→ **What you should do**
From the line with "[point] at the player's" through the final line, transcribe the material below character for character; include no other lines.

[Dataset excerpts on object pointing]
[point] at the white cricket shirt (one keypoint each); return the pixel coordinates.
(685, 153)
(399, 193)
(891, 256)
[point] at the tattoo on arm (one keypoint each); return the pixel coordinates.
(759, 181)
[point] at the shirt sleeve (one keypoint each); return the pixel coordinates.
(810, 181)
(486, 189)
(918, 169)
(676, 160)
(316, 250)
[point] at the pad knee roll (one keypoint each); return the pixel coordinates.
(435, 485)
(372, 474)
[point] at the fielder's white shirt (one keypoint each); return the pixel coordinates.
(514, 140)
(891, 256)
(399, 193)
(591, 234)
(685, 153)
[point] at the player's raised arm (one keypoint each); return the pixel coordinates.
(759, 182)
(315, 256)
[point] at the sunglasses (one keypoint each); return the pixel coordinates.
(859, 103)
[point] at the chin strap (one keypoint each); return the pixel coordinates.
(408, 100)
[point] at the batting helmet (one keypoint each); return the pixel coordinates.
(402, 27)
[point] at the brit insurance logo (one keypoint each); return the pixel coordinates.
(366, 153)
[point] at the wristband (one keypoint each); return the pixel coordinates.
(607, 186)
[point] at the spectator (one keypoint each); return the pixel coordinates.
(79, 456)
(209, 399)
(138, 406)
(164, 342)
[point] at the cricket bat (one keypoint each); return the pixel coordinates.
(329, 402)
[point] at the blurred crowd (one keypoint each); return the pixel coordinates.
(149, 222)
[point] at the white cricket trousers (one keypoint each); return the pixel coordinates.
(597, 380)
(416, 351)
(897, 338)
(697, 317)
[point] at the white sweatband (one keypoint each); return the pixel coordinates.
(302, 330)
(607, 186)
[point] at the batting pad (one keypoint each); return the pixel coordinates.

→ **Answer**
[point] at the player's raised arm (one keypoint each); return the pixel coordinates.
(759, 182)
(315, 256)
[point] at the sunglasses (one keypoint each); return the pixel coordinates.
(859, 103)
[point] at the chin strap (one keypoint each); return the pixel coordinates.
(408, 100)
[point] at the batting helmet (one keypoint each); return the pixel coordinates.
(402, 27)
[point] at the brit insurance logo (one keypoint each); return the pixel coordinates.
(366, 153)
[point] at the wristband (one keypoint each); return the pixel coordinates.
(607, 186)
[point] at the spectator (one keypoint each); return the pixel coordinates.
(79, 456)
(209, 399)
(138, 406)
(164, 342)
[point] at the cricket bat (one keypoint each); return the pixel coordinates.
(329, 402)
[point] at the blurred crowd (one keypoint each); return the pixel coordinates.
(149, 222)
[point] at the white cricket trousers (one keypoint each); return the pixel coordinates.
(597, 380)
(416, 351)
(897, 338)
(697, 317)
[point] at the white sweatband (one keypoint each); return the pixel coordinates.
(302, 330)
(607, 186)
[point] at the batting pad (one keypoint each); return the pixel coordinates.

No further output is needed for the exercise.